Emit the line that holds "Where can the blue" and all lines following it through the end of the data, verbatim, and nothing else.

[Start]

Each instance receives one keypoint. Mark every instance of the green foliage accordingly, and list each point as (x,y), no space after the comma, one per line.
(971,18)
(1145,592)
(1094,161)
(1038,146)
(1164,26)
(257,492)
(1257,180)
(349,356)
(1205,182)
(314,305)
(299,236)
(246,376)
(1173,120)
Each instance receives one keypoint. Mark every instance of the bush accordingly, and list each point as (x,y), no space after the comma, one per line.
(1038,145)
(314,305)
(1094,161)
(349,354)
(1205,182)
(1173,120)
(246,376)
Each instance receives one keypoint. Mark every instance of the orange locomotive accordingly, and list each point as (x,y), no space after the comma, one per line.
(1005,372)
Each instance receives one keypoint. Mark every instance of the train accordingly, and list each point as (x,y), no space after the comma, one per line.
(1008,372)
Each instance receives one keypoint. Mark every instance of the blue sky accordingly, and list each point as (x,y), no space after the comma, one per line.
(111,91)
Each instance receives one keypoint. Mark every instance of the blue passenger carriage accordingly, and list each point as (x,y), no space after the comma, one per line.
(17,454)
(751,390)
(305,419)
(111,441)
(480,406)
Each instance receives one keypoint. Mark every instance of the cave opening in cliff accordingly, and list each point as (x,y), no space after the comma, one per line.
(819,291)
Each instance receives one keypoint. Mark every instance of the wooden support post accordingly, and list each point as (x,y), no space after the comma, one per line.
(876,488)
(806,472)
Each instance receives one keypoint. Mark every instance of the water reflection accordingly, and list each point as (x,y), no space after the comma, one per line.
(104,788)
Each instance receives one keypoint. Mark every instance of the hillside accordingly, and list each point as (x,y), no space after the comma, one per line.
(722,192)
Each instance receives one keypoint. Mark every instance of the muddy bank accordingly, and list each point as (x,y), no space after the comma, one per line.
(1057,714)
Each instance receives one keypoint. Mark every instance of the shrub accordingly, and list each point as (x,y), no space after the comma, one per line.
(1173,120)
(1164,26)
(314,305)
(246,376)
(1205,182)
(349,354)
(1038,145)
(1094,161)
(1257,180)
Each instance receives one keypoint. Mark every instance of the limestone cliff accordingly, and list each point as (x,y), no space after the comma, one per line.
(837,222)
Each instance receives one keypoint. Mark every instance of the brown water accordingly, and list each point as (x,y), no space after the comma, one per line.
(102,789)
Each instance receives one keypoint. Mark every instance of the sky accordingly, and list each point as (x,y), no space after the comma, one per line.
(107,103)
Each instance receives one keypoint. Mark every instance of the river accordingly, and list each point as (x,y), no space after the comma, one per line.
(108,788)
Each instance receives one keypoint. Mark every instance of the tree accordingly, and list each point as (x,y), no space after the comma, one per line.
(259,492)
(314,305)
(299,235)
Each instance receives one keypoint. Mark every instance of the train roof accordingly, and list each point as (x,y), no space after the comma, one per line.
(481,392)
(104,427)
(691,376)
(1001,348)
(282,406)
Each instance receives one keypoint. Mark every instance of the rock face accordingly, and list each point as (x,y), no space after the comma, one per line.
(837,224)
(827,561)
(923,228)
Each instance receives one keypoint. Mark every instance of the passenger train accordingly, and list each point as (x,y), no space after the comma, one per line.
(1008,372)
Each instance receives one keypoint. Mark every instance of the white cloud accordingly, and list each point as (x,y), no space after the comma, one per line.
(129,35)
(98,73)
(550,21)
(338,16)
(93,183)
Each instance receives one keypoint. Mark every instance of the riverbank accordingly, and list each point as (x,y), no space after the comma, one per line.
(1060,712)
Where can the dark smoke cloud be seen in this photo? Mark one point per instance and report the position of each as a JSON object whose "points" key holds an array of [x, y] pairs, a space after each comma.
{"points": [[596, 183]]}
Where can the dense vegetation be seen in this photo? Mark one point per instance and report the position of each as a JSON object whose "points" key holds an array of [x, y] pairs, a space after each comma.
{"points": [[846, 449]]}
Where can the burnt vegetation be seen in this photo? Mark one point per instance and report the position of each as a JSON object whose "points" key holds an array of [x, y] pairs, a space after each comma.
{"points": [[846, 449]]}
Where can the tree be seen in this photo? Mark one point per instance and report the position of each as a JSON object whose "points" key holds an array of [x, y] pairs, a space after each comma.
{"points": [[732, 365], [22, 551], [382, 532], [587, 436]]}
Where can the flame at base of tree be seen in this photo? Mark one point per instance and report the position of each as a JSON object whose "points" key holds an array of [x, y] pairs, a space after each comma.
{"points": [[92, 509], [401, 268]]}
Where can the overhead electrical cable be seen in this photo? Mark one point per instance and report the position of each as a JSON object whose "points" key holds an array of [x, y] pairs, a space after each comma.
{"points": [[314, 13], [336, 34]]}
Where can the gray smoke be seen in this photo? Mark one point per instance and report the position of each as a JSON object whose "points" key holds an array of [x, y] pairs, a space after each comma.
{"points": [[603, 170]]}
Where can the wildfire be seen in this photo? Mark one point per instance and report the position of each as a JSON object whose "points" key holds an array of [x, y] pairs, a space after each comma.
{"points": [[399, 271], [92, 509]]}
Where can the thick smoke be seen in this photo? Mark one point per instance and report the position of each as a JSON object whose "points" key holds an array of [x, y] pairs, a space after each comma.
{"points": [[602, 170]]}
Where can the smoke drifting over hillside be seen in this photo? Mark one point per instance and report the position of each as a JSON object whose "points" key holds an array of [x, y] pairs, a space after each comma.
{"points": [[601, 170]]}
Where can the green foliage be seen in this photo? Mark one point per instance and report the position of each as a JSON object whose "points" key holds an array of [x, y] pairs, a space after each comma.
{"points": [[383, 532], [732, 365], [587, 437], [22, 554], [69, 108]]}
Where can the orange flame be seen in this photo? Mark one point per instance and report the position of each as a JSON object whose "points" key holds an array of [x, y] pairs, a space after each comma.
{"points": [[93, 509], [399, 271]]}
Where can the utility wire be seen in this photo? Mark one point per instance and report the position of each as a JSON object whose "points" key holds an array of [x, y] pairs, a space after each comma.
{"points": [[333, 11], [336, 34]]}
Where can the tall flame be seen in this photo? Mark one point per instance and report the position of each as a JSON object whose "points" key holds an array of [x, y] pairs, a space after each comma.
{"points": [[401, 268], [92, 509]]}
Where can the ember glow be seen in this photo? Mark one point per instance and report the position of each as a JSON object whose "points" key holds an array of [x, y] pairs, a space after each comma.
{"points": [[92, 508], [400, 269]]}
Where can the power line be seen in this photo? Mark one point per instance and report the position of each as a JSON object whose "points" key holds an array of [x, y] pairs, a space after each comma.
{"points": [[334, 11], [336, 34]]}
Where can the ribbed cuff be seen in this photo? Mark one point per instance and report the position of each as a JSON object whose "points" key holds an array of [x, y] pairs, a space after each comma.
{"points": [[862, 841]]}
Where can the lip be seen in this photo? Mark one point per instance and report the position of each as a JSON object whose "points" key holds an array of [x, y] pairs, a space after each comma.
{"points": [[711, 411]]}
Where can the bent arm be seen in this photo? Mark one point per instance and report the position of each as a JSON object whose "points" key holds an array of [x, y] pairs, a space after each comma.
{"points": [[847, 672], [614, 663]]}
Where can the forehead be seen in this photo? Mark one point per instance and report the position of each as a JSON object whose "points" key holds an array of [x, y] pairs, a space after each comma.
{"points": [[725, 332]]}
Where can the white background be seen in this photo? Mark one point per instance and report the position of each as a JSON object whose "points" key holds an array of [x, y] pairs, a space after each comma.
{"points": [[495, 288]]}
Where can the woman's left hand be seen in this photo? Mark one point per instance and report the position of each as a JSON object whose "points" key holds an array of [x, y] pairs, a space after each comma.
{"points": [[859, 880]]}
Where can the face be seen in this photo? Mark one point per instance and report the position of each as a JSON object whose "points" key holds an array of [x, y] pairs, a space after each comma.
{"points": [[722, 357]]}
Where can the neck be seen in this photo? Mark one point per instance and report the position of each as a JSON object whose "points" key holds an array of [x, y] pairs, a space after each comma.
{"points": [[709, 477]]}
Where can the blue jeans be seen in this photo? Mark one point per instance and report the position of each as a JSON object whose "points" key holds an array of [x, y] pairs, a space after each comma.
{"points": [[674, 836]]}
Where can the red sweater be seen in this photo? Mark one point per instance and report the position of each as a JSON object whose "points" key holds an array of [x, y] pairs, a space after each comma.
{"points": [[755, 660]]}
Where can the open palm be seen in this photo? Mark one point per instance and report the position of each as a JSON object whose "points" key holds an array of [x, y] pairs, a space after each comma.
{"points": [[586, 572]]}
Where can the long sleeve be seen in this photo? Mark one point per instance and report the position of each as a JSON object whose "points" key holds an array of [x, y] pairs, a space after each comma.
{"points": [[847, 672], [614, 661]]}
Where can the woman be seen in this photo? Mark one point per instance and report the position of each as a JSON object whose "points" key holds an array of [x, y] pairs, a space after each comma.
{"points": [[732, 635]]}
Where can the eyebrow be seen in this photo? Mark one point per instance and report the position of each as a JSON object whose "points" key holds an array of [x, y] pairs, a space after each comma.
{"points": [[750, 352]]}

[End]

*ANSWER BELOW*.
Where can the blue jeans be seen in this photo? Mark one point per instance and report the position of each as a JSON object whose "points" key holds an array of [x, y] pairs, a space after each comma.
{"points": [[674, 836]]}
Where can the red sweater be seen in this photo? Mark one point per instance and report the position of each as a JSON object whose "points" key holds an array of [x, y] pairs, a space after each comma.
{"points": [[755, 660]]}
Where can the open palm be seen in this photo? Mark one point per instance and report the position of each as a JSON object whose "points" key holds an array of [x, y] pairs, a space after each comma.
{"points": [[586, 572]]}
Where can the long sleeve be seen in this photo? Mark one point per instance and report the position of each as a JSON object whose "points" key holds an array of [x, y] pairs, a space after each comma.
{"points": [[847, 672], [614, 661]]}
Where can the woman be seen in this photo? Mark one point per instance and report the position of each as a JSON object whose "points" key holds an array of [x, y] pairs, a space after each comma.
{"points": [[732, 635]]}
Where can the eyebrow be seen in this photo? Mark one point per instance and report the position of each as a JSON object whose "points" key holds an array of [x, y] pairs, a space after each comma.
{"points": [[750, 352]]}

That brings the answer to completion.